## WORK REQUEST
Go through the data and retrieve each line that includes the string "sleeve".

## DATA FOR THIS EXERCISE
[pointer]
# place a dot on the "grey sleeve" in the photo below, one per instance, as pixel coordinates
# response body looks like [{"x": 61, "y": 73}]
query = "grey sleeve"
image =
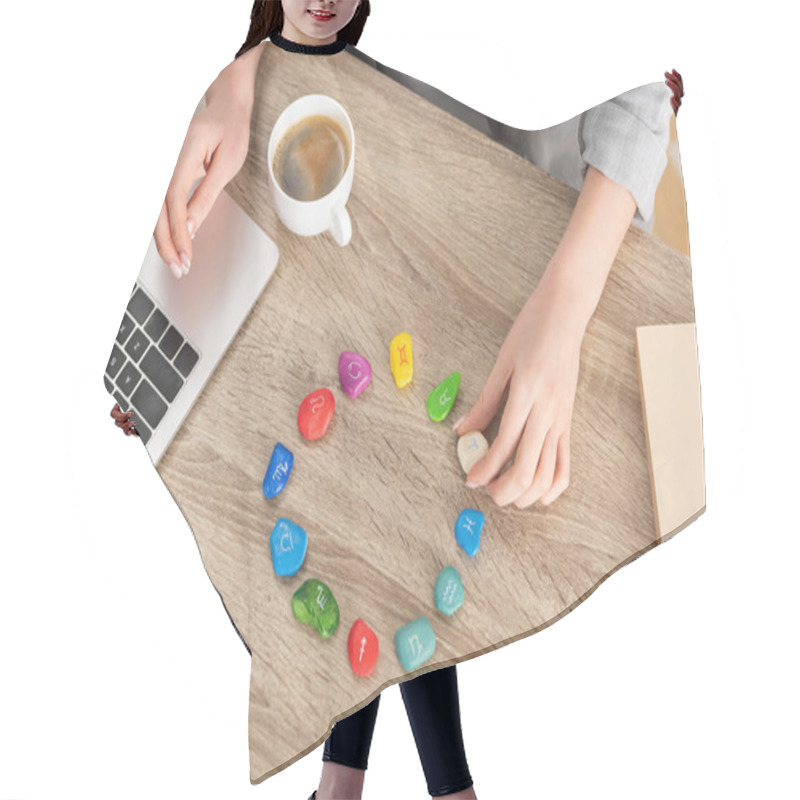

## RESULT
# place a dot on the "grey sleeve" in the photo below, one per instance, as pixel coordinates
query = "grey sleeve"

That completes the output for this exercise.